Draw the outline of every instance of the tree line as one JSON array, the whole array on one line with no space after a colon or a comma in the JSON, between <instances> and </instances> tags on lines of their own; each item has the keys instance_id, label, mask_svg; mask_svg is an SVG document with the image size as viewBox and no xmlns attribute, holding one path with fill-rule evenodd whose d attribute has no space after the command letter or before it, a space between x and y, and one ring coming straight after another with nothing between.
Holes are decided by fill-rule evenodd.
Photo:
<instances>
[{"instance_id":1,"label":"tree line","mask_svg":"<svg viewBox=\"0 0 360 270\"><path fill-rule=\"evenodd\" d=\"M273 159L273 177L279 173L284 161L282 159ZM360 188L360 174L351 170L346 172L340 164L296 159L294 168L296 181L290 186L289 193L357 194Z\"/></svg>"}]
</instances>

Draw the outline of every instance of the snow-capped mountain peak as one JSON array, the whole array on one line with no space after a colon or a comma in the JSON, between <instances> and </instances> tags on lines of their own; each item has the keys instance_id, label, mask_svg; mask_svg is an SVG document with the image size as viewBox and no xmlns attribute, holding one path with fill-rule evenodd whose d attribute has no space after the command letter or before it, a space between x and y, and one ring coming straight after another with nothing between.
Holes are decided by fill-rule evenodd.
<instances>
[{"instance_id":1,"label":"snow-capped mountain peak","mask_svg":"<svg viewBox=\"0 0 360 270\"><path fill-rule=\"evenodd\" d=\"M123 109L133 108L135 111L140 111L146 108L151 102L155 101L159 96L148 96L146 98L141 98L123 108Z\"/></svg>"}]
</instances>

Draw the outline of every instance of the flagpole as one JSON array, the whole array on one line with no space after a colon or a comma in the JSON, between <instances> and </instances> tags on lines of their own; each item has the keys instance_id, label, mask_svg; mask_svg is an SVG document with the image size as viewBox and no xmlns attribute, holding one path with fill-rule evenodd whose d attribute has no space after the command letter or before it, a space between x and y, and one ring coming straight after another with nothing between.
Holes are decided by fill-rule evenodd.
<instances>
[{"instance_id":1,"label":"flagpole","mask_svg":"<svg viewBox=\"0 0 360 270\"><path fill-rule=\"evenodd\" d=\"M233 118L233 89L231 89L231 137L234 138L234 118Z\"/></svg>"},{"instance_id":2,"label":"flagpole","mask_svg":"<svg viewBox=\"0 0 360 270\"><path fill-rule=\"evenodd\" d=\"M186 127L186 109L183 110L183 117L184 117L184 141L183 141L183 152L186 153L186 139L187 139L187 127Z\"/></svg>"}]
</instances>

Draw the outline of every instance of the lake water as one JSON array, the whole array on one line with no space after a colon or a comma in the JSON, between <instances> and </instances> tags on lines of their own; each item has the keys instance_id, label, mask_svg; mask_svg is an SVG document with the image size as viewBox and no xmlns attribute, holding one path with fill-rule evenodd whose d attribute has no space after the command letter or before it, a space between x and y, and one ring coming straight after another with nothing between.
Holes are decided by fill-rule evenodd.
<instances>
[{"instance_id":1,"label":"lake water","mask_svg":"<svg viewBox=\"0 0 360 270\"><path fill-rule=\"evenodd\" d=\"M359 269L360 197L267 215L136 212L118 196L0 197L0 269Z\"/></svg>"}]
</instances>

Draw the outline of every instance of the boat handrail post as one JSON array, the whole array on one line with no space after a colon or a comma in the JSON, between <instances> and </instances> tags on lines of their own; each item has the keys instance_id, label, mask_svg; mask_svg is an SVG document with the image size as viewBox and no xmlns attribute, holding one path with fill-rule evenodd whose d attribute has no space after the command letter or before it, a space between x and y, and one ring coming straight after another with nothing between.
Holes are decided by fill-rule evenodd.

----

## What to do
Please turn every line of the records above into a numbered list, leaving out the blank lines.

## Completed exercise
1. Draw the outline of every instance of the tree line as one JSON array, the whole array on one line with no space after a colon or a comma in the JSON, between <instances> and </instances> tags on lines of their own; each item has the keys instance_id, label, mask_svg; mask_svg is an SVG document with the image size as viewBox and no xmlns attribute, holding one path with fill-rule evenodd whose d attribute has no space after the command letter or before it, a space between x and y, and one ring coming straight after another with nothing between.
2. Holes are decided by fill-rule evenodd.
3. Photo:
4. <instances>
5. [{"instance_id":1,"label":"tree line","mask_svg":"<svg viewBox=\"0 0 360 270\"><path fill-rule=\"evenodd\" d=\"M273 159L273 177L279 173L284 161L282 159ZM360 188L360 174L351 170L346 172L340 164L296 159L294 168L296 181L290 186L289 193L357 194Z\"/></svg>"}]
6. </instances>
7. Draw the outline of every instance of the snow-capped mountain peak as one JSON array, the whole array on one line with no space after a colon or a comma in the JSON, between <instances> and </instances> tags on lines of their own; each item has the keys instance_id, label, mask_svg; mask_svg is an SVG document with the image size as viewBox and no xmlns attribute, holding one path with fill-rule evenodd whose d attribute has no space after the command letter or before it, a space between x and y, and one ring coming straight after another with nothing between.
8. Holes are decided by fill-rule evenodd.
9. <instances>
10. [{"instance_id":1,"label":"snow-capped mountain peak","mask_svg":"<svg viewBox=\"0 0 360 270\"><path fill-rule=\"evenodd\" d=\"M123 109L133 108L135 111L140 111L146 108L151 102L155 101L159 96L148 96L146 98L141 98L123 108Z\"/></svg>"}]
11. </instances>
12. Draw the outline of every instance of the flagpole as one JSON array, the whole array on one line with no space after a colon or a comma in the JSON, between <instances> and </instances> tags on lines of their own; each item has the keys instance_id, label, mask_svg; mask_svg is an SVG document with the image size as viewBox and no xmlns attribute, holding one path with fill-rule evenodd whose d attribute has no space after the command letter or before it, a space between x and y, and one ring coming straight after another with nothing between.
13. Holes are decided by fill-rule evenodd.
14. <instances>
15. [{"instance_id":1,"label":"flagpole","mask_svg":"<svg viewBox=\"0 0 360 270\"><path fill-rule=\"evenodd\" d=\"M233 118L233 89L231 89L231 137L234 138L234 118Z\"/></svg>"},{"instance_id":2,"label":"flagpole","mask_svg":"<svg viewBox=\"0 0 360 270\"><path fill-rule=\"evenodd\" d=\"M186 127L186 109L183 110L183 117L184 117L184 141L183 141L183 152L186 153L186 139L187 139L187 127Z\"/></svg>"}]
16. </instances>
17. Draw the outline of every instance of the lake water as one JSON array, the whole array on one line with no space after a colon or a comma in the JSON, between <instances> and </instances> tags on lines of their own; each item has the keys instance_id, label, mask_svg; mask_svg is an SVG document with the image size as viewBox and no xmlns attribute, holding one path with fill-rule evenodd whose d attribute has no space after the command letter or before it, a space between x and y, and one ring coming straight after another with nothing between.
18. Holes are decided by fill-rule evenodd.
19. <instances>
20. [{"instance_id":1,"label":"lake water","mask_svg":"<svg viewBox=\"0 0 360 270\"><path fill-rule=\"evenodd\" d=\"M359 269L360 197L267 215L136 212L118 196L0 197L0 269Z\"/></svg>"}]
21. </instances>
22. Draw the outline of every instance of the boat handrail post as one JSON array, the whole array on one line with no space after a colon or a comma in the JSON, between <instances> and </instances> tags on lines of their own; each item has the keys instance_id, label, mask_svg; mask_svg is an SVG document with the image size as viewBox and no xmlns attribute, holding one path with fill-rule evenodd whose d attribute has no space after the command letter or before it, a space between x and y, and one ring coming straight after another with nothing between.
23. Holes are decided by fill-rule evenodd.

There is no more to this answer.